## Start Exercise data

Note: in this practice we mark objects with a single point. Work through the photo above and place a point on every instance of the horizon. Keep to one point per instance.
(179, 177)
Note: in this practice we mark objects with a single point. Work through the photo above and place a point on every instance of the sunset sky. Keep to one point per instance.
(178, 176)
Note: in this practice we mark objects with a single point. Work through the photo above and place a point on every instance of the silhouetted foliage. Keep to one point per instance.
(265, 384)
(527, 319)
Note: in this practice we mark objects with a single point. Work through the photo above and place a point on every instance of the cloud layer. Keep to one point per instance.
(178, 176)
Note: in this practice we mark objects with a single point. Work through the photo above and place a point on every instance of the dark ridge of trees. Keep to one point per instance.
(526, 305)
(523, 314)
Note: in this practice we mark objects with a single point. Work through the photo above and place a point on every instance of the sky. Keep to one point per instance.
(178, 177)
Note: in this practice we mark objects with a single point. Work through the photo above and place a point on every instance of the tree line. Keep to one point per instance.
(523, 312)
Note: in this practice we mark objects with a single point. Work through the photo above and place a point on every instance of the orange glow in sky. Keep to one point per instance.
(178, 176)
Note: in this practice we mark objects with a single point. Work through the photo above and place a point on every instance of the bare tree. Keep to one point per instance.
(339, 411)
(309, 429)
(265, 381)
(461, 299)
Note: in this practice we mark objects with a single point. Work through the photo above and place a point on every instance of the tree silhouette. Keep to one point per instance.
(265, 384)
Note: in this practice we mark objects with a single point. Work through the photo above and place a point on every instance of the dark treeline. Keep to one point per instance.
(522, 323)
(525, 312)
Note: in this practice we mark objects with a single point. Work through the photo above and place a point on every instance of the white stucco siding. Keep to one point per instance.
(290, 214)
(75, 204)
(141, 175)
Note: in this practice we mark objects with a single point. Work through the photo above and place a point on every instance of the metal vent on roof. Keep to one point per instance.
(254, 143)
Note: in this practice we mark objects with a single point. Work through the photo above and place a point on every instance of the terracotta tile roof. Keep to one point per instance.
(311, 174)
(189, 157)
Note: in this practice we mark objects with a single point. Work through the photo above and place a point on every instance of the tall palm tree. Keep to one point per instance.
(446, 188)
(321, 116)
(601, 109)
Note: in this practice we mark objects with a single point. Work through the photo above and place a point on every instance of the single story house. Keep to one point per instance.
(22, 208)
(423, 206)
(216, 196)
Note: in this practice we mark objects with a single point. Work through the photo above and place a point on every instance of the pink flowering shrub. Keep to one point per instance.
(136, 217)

## End Exercise data

▶ To be done: Can you rewrite the lines above, substituting "one point per object" for each "one point per instance" and keeping everything else the same?

▶ The completed task:
Note: in this practice we mark objects with a single point. Work through the photo above and place a point on every instance of the horizon. Keep to one point per object.
(179, 177)
Note: in this practice we mark objects with a single point. Work through the photo above and place a point on every instance of the sunset sky. Keep to one point per object.
(178, 176)
Note: in this practice we mark objects with a single point. Work through the photo above and place a point on every instance of the silhouetted foliage. Keep to one point per object.
(265, 384)
(527, 319)
Note: in this practice we mark objects with a single point. Work through the photo above and place a point on every instance of the cloud layer. Keep to one point per object.
(178, 176)
Note: in this practice we mark objects with a single point. Work through the photo above and place a point on every instance of the dark ridge of trees. Keep to one point per object.
(526, 305)
(523, 314)
Note: in this practice we mark objects with a single point. Work through the photo above and place a point on every instance of the sky. Keep to one point per object.
(178, 177)
Note: in this practice we mark objects with a single point. Work through the photo above and place a point on every instance of the tree line. Keep to one point per object.
(523, 312)
Note: in this practice we mark objects with a single point. Work through the photo above and place a point on every instance of the orange glow in sky. Keep to one point per object.
(178, 176)
Note: in this practice we mark objects with a single point. Work through the photo above and place a point on every instance of the bare tree. Keep to one point per object.
(339, 411)
(309, 429)
(265, 381)
(461, 299)
Note: in this practice we mark objects with a single point. Work through the photo above and place a point on every instance of the tree silhouette. Keep to one point per object.
(265, 384)
Note: in this practice we mark objects with a single point. Work through the photo above and place a point on every instance of the dark treeline. Keep to one point per object.
(522, 323)
(525, 312)
Note: in this practice we mark objects with a single point. Work through the photo above and place a point on every instance of the white stucco siding. Keep to one point per object.
(290, 214)
(75, 204)
(141, 175)
Note: in this practice we mark objects with a single point. Work through the photo above and place a point on every instance of the metal vent on roof. Keep to one point per object.
(254, 143)
Note: in this practice we mark objects with a single point. Work through the photo above and place a point on every instance of the terracotta tile roof. Keep to one point per object.
(311, 174)
(189, 157)
Note: in this practice we mark objects with a single point. Work through the photo above and place a point on every instance of the tall palm tree. Keep to one point per object.
(446, 188)
(321, 116)
(601, 109)
Note: in this practice we mark objects with a single point. Work through the photo above and place a point on every instance of the single story house. Keep to one point per object.
(22, 208)
(423, 206)
(216, 196)
Note: in this practice we mark objects with a single point. Work through the photo above and place a point on every instance of the pink flowering shrub. Keep to one point per object.
(136, 217)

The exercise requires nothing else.